■ **STATED EXERCISE 1**: In the forum thread about portmaster and pkgng, which option does the first reply say to enable when reinstalling ports-mgmt/portmaster?
■ **STATED EXERCISE 2**: Reproduce the listing lines from the one containing "of the small" through the one containing "x=556 y=568", inclusive, with the requests kept. Add 52 to every x and y coordinate in the answers, and return only those lines.

■ **SELECTED PASSAGE**:
--- START ---

Install ports-mgmt/portmaster again and make sure you enable PKGNGPATCH.


----------



## pphalen (Oct 30, 2012)

Yes, I've already tried twice
`# make -C /usr/ports/ports-mgmt/portmaster config clean build deinstall install`

and confirmed PKGNGPATCH box was checked. Same problem. And then attempting to run *pkg2ng* again complains of corrupted formats, since it uses pkg_info(1). So I'm still stuck.


----------



## break19 (Oct 30, 2012)

"Package installation support cannot be used with pkgng yet, it will be disabled." Means just what it says.. You cannot use portmaster to install -packages- only ports.


----------



## pphalen (Oct 30, 2012)

Thanks, but as I mentioned, one (identically configured) other machine doesn't issue that warning. So still a bit of a puzzle...


----------



## KdeBruin (Oct 31, 2012)

Did you by any change install any packages on the machine with the warning?


----------



## pphalen (Oct 31, 2012)

Portmaster installed ports, but I haven't manually installed any packages using the 'pkg' command. Is that what you mean?


----------



## tankist02 (Feb 15, 2013)

I also have the same problem with portmaster and pkgng.


----------



## dave (Mar 2, 2013)

Same


----------



## DutchDaemon (Mar 3, 2013)

The portmaster warning about packages should only come up if you're running it with the -P or -PP flag (or equivalent setting in /usr/local/etc/portmaster.rc, like using only packages for build dependencies, etc.).


----------



## kpa (Mar 3, 2013)

There's no reason to use the package options of ports-mgmt/portmaster with PKGNG, use pkg install etc. directly.


----------



## DutchDaemon (Mar 3, 2013)

Installing ports with portmaster while using binary packages for build-only dependencies (removing them right after installation) is a very nice thing to have. That's a regular option in portmaster.rc, and I hope to see it working again soon.


----------



## ObiektywNy (Aug 21, 2013)

--- END ---

■ **RECORDS PROVIDED**:
--- START ---

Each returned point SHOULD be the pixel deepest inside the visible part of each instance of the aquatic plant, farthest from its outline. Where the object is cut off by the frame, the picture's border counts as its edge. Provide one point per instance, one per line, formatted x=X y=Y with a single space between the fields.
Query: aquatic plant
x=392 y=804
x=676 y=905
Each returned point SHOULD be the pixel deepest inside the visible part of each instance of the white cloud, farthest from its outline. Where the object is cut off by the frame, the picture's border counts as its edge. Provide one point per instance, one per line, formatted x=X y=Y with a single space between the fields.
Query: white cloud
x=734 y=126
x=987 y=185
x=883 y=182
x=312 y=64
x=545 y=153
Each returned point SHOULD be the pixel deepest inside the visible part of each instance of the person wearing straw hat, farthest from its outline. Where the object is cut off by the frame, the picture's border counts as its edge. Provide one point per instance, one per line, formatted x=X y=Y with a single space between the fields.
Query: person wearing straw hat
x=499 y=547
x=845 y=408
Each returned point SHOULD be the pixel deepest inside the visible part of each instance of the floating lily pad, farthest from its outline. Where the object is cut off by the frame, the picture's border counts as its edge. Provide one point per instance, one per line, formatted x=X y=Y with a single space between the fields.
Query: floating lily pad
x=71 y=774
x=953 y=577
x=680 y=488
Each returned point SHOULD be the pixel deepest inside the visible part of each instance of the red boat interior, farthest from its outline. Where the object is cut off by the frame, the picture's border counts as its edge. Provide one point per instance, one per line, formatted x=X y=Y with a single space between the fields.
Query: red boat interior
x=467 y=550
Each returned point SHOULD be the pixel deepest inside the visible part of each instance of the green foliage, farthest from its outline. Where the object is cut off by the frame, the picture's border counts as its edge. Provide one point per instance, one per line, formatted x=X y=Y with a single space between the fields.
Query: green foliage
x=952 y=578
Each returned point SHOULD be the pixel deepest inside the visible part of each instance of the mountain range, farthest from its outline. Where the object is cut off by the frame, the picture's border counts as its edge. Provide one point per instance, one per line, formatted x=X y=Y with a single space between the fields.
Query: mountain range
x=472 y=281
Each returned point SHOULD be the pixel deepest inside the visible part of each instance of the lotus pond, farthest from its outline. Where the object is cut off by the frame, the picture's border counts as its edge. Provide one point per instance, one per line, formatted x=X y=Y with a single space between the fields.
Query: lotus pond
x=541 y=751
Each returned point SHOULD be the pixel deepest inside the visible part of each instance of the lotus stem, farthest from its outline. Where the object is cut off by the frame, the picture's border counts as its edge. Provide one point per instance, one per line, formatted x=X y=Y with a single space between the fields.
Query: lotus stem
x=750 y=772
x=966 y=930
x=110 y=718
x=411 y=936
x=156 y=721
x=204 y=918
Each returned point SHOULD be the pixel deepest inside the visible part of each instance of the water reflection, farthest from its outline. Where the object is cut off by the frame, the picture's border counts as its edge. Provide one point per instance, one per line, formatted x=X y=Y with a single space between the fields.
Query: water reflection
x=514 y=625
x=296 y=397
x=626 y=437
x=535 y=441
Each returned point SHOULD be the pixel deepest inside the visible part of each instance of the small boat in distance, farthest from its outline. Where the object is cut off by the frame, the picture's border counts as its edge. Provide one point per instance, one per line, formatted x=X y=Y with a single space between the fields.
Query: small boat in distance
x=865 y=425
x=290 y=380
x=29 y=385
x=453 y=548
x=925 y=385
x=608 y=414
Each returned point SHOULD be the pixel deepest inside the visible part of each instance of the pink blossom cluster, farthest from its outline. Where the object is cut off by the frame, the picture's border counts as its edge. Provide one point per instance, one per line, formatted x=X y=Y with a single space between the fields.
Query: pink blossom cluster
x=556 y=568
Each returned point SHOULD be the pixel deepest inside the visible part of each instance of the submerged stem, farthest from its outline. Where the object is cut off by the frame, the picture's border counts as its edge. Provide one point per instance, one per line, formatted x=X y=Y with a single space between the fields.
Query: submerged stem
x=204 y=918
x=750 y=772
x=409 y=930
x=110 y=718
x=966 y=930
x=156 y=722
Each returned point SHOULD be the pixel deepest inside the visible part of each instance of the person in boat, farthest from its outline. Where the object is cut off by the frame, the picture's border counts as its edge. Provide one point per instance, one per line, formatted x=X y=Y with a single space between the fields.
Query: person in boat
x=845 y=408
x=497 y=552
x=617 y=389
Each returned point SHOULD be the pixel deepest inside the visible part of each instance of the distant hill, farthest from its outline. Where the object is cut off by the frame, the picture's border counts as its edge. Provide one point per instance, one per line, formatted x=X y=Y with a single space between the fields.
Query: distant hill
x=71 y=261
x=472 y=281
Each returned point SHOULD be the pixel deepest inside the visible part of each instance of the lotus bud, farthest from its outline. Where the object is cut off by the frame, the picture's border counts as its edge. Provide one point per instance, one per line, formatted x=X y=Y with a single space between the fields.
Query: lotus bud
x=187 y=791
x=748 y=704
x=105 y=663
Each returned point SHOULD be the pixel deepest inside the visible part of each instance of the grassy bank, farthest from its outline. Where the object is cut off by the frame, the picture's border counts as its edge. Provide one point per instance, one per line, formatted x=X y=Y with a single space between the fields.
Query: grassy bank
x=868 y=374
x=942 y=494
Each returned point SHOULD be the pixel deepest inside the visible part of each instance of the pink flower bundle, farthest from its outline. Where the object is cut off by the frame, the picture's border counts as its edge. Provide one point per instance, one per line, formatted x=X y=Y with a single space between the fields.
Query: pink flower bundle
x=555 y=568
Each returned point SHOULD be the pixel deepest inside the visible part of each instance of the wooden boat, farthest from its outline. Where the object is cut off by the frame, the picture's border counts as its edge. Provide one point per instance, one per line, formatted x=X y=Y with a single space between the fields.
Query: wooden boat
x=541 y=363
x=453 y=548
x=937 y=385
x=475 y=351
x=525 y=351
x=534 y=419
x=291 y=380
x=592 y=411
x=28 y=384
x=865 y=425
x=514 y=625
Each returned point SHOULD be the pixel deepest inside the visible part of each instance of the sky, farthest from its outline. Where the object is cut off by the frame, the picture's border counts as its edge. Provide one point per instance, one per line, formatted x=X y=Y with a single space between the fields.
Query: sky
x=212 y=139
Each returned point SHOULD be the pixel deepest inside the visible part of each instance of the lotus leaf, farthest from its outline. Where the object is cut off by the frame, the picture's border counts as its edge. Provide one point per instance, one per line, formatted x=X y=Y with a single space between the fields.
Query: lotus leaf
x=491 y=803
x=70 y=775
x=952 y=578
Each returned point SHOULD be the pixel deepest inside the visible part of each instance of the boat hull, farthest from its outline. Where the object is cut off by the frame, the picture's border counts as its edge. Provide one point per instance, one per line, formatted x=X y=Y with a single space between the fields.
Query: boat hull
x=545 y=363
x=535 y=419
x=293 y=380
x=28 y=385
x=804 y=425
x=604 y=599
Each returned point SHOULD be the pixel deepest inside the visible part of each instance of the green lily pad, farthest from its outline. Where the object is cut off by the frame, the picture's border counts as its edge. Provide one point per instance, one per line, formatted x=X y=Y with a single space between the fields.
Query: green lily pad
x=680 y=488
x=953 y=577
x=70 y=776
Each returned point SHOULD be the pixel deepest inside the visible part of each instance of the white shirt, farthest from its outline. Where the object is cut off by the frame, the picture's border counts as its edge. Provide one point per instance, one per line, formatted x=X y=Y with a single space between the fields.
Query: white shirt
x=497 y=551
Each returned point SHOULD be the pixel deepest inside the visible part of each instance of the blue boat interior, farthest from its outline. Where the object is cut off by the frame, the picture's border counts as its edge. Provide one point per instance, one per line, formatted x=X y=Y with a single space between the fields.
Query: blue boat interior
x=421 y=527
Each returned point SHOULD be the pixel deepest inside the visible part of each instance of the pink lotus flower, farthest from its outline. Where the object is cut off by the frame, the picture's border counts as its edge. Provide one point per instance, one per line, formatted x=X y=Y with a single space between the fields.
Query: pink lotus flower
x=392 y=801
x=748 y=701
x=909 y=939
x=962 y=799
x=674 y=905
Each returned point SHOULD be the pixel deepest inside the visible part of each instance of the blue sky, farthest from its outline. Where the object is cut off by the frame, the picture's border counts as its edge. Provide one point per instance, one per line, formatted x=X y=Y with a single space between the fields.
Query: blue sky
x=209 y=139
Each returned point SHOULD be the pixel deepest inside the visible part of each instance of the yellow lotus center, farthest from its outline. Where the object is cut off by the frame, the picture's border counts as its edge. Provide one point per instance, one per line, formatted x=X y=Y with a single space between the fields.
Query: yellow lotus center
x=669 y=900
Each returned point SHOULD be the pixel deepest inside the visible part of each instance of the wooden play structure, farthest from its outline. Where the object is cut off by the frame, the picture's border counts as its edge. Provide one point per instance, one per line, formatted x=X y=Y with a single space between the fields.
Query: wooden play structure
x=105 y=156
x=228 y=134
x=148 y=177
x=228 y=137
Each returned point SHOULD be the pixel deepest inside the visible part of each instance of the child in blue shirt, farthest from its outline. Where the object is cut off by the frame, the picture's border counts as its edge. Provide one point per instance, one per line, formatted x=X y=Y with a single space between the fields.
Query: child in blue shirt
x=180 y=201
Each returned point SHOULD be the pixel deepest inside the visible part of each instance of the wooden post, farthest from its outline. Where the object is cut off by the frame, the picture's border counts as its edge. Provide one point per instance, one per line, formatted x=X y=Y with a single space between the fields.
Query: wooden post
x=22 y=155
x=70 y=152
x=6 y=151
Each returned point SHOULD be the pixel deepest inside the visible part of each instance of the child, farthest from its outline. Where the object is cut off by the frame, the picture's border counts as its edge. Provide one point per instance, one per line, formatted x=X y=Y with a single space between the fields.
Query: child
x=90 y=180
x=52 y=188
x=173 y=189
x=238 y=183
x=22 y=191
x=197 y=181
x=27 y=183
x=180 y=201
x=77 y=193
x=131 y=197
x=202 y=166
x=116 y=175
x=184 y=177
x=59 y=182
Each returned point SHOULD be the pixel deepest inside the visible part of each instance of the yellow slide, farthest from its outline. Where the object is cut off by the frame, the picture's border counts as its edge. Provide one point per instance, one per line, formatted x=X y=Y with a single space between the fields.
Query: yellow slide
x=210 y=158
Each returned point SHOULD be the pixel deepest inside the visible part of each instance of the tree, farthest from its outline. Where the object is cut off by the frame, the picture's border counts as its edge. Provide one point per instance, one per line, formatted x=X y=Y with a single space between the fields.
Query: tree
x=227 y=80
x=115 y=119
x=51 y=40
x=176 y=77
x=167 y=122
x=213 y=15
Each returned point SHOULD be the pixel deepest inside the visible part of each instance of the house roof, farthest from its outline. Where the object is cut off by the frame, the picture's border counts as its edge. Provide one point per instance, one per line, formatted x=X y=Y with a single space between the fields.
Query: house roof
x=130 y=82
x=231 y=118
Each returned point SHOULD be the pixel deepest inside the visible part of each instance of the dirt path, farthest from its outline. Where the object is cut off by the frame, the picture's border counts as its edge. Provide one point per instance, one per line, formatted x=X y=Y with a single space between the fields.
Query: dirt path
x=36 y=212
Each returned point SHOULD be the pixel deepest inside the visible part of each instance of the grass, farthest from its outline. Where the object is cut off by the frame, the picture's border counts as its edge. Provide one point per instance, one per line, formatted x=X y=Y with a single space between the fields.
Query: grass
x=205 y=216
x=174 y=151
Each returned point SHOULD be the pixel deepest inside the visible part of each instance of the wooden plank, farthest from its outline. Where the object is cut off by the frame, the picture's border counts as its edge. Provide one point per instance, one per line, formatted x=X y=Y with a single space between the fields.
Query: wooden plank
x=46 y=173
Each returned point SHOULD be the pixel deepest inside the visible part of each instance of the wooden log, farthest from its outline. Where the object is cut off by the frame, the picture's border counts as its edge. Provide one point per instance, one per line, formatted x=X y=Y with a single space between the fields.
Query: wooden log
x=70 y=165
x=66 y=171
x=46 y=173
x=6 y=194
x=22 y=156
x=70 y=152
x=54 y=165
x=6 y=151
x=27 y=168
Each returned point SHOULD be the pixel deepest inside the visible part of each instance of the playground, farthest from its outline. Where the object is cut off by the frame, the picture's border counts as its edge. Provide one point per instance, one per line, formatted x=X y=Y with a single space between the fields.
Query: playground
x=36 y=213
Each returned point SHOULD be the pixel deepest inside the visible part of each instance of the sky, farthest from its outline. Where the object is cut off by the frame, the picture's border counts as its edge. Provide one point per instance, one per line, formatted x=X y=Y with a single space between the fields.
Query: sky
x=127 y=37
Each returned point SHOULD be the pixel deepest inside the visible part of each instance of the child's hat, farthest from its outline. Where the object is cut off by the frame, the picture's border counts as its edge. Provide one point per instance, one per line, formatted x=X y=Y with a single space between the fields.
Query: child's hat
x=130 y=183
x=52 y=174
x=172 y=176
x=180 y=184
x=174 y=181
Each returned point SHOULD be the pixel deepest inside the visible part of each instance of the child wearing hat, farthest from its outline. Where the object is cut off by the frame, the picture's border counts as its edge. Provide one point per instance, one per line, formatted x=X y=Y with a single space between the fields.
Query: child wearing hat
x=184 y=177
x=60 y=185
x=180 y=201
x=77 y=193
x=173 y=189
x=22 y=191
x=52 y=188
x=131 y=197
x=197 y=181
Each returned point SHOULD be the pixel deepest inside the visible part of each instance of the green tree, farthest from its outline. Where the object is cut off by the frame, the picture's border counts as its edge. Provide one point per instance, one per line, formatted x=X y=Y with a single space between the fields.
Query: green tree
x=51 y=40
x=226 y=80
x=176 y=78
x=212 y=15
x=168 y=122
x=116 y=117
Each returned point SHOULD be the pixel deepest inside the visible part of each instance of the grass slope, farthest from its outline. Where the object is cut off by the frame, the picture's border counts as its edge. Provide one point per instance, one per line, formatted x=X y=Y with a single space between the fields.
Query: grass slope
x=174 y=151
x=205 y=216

--- END ---

■ **FULL OUTPUT 1**: PKGNGPATCH

■ **FULL OUTPUT 2**:
Each returned point SHOULD be the pixel deepest inside the visible part of each instance of the small boat in distance, farthest from its outline. Where the object is cut off by the frame, the picture's border counts as its edge. Provide one point per instance, one per line, formatted x=X y=Y with a single space between the fields.
Query: small boat in distance
x=917 y=477
x=342 y=432
x=81 y=437
x=505 y=600
x=977 y=437
x=660 y=466
Each returned point SHOULD be the pixel deepest inside the visible part of each instance of the pink blossom cluster, farthest from its outline. Where the object is cut off by the frame, the picture's border counts as its edge. Provide one point per instance, one per line, formatted x=X y=Y with a single space between the fields.
Query: pink blossom cluster
x=608 y=620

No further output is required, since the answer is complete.